===== Dataset extract

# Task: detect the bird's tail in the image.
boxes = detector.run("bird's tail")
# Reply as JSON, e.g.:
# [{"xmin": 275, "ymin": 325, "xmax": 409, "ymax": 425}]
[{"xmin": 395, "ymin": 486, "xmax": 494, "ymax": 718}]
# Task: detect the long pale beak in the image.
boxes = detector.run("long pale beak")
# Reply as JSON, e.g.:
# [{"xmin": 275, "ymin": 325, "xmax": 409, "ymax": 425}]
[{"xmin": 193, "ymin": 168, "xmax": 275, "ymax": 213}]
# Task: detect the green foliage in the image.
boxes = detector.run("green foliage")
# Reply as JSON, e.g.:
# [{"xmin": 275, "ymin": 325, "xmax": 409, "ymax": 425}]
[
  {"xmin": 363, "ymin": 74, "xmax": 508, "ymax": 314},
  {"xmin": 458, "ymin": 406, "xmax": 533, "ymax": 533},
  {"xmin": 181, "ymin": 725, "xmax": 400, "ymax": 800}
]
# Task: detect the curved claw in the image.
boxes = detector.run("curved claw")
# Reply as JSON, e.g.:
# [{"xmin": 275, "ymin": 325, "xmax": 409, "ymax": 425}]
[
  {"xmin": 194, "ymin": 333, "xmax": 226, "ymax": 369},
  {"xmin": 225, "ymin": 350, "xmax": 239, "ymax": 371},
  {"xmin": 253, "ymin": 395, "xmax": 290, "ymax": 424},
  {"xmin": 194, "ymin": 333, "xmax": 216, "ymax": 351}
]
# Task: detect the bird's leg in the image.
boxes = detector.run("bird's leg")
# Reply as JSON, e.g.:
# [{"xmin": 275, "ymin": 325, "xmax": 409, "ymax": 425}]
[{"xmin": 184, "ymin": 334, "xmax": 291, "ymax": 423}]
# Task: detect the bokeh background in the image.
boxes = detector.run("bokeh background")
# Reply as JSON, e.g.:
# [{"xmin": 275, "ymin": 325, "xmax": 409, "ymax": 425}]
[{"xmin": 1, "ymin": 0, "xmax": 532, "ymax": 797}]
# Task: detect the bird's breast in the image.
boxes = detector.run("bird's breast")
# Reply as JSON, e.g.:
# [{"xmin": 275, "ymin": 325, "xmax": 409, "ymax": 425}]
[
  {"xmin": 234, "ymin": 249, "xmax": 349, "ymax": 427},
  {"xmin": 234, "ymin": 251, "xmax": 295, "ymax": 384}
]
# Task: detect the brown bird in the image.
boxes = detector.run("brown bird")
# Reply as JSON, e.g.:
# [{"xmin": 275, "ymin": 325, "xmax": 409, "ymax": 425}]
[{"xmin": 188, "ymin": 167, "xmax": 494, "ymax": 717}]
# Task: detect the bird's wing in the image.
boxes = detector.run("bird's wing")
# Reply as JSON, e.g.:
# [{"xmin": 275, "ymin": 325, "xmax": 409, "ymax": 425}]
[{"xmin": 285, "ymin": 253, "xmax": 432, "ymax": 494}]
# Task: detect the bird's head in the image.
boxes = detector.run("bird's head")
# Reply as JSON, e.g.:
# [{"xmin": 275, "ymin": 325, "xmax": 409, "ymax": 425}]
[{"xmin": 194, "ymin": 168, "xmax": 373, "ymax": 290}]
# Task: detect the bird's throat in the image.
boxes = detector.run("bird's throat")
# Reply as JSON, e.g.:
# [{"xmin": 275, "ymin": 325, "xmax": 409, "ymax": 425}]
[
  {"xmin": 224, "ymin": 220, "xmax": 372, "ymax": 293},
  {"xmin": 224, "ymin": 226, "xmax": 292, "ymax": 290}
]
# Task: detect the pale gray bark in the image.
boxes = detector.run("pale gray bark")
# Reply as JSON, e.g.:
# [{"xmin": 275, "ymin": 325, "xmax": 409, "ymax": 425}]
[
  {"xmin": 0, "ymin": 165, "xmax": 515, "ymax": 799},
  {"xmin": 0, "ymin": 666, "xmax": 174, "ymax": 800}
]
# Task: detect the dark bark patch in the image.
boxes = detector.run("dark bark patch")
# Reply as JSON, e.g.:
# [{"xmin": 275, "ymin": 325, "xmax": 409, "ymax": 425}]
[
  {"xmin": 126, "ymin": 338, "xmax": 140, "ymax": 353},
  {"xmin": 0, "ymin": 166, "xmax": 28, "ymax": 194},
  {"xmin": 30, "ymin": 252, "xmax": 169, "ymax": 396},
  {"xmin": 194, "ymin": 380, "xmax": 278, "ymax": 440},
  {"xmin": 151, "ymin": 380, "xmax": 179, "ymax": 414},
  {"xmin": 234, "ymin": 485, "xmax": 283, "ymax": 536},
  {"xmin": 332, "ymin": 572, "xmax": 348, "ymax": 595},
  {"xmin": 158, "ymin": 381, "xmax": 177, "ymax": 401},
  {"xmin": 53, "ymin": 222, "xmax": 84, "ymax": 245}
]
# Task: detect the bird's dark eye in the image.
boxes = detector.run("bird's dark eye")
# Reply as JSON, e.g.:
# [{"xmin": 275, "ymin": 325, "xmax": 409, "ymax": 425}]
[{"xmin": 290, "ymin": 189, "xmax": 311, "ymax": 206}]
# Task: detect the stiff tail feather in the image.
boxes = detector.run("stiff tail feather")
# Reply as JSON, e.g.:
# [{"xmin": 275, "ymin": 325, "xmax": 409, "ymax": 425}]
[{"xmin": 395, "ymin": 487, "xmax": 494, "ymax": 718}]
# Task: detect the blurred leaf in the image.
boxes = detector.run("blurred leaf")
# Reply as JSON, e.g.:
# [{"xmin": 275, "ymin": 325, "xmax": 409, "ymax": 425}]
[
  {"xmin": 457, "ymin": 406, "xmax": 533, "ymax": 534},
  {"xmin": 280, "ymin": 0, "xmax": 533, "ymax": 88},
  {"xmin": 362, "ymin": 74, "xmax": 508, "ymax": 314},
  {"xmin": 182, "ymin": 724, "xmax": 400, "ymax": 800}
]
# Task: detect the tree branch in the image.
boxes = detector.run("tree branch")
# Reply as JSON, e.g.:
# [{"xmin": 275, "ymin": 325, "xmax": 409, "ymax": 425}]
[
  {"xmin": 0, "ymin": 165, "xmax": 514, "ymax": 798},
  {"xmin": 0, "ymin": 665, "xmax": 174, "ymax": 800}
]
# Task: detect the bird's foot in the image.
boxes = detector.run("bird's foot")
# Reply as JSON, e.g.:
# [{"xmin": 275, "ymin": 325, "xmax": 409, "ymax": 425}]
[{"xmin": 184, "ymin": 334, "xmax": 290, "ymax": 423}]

==========

Prompt:
Among the entries, work out how many lines include the word "tail". Answer with that number only.

Result:
4